__WHAT YOU NEED TO DO__
Start at the line below containing "Target: the woman's knee" and stop at the line containing "[indicate] the horizon". Repeat every line of that stretch exactly, and nothing outside it.

__RECORDS__

□ □ □ □

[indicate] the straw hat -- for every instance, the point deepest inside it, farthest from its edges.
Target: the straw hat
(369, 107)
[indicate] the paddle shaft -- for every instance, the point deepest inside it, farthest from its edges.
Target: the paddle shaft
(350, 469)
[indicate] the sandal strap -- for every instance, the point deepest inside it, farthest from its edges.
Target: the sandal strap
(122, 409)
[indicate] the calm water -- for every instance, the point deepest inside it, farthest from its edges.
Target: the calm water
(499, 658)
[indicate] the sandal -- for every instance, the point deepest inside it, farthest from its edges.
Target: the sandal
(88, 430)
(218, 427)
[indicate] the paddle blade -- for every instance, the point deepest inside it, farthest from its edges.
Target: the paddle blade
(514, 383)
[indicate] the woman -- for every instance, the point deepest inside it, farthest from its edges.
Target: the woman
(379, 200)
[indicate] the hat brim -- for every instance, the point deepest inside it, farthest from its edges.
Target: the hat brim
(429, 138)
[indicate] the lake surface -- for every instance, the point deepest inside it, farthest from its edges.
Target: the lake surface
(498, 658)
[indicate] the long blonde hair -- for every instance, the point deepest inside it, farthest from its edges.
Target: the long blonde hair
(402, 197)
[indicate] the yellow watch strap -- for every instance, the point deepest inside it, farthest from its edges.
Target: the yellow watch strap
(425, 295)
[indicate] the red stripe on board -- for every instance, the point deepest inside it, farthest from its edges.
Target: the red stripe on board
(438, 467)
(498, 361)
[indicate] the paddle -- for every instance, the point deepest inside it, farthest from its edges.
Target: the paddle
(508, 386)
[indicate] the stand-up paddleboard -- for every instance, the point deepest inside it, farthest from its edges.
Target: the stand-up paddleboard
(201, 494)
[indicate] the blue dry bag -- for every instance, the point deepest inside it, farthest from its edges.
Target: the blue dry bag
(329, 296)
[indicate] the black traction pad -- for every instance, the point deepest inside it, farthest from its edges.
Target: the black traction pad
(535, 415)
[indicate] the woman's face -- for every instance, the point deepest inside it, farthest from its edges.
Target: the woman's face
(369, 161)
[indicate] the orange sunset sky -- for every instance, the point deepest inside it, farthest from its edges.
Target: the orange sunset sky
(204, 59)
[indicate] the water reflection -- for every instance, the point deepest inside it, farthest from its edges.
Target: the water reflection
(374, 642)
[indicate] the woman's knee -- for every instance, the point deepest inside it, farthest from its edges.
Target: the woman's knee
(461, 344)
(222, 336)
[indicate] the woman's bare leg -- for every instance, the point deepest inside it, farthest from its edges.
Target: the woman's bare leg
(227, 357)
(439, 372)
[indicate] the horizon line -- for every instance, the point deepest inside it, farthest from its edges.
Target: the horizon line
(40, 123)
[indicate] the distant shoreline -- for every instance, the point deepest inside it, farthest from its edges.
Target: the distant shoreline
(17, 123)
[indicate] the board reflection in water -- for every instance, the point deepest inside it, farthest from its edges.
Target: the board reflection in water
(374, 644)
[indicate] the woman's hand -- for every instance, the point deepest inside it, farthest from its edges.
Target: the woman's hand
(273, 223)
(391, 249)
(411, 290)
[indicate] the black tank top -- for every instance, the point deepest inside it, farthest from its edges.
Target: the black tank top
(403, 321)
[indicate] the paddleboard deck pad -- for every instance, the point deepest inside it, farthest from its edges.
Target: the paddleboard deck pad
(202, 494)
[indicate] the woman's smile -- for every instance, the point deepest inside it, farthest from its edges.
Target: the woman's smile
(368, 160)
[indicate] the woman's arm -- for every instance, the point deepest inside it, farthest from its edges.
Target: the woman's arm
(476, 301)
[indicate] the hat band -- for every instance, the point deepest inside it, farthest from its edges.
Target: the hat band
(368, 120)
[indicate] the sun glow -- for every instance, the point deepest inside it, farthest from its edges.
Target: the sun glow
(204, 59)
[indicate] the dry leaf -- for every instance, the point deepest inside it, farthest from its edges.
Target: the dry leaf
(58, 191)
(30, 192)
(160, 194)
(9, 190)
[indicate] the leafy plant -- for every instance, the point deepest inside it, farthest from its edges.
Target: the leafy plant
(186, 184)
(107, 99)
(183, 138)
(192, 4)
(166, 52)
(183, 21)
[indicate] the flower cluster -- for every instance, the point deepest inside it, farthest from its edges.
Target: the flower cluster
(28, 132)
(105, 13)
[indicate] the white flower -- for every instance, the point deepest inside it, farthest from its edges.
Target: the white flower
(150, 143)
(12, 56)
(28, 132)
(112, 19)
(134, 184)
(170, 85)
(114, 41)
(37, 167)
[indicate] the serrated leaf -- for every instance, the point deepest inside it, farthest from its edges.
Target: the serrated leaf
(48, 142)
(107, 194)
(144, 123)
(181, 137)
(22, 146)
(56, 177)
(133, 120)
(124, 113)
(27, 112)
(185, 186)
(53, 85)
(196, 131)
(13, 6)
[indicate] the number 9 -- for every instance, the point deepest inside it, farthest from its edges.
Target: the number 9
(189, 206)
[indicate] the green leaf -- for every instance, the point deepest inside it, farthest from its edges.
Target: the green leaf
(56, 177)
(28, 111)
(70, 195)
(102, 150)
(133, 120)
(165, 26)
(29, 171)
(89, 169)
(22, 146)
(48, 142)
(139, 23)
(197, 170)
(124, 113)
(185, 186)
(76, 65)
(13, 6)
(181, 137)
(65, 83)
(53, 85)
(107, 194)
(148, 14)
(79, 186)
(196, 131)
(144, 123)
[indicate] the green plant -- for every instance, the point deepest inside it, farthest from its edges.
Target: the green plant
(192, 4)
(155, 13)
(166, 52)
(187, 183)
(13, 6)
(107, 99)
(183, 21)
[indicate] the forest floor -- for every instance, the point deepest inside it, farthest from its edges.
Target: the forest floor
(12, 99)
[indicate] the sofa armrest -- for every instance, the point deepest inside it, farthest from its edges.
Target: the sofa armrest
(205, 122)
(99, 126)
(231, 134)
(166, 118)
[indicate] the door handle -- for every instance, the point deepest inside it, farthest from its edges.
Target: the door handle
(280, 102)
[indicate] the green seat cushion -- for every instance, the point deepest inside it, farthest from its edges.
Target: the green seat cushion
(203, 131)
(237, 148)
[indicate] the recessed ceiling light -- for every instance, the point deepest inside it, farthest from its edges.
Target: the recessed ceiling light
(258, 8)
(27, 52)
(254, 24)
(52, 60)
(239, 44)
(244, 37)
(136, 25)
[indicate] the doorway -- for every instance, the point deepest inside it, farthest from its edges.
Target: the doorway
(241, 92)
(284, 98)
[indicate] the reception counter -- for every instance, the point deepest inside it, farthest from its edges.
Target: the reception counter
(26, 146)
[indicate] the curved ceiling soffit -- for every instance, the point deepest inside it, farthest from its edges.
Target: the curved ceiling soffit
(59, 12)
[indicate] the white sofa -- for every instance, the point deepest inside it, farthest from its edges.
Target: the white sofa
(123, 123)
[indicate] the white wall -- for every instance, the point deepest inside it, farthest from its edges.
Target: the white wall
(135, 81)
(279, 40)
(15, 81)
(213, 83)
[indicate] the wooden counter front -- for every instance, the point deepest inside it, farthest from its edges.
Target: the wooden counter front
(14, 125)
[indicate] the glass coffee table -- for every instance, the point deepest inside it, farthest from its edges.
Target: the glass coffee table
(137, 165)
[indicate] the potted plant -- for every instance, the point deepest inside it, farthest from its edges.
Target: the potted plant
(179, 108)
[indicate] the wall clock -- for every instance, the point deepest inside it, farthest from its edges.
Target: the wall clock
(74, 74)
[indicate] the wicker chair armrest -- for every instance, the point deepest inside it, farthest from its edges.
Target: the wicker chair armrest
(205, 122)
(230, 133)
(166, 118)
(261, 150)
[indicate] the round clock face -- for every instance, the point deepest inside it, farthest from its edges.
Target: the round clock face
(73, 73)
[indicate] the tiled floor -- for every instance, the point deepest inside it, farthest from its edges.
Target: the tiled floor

□ □ □ □

__COMPLETED TASK__
Target: the woman's knee
(461, 344)
(222, 336)
[indicate] the woman's bare leg -- for every instance, the point deepest inside it, farthest from its edges.
Target: the woman's bare leg
(227, 357)
(439, 372)
[indicate] the horizon line -- for every instance, the point deepest inside it, farthest from its edges.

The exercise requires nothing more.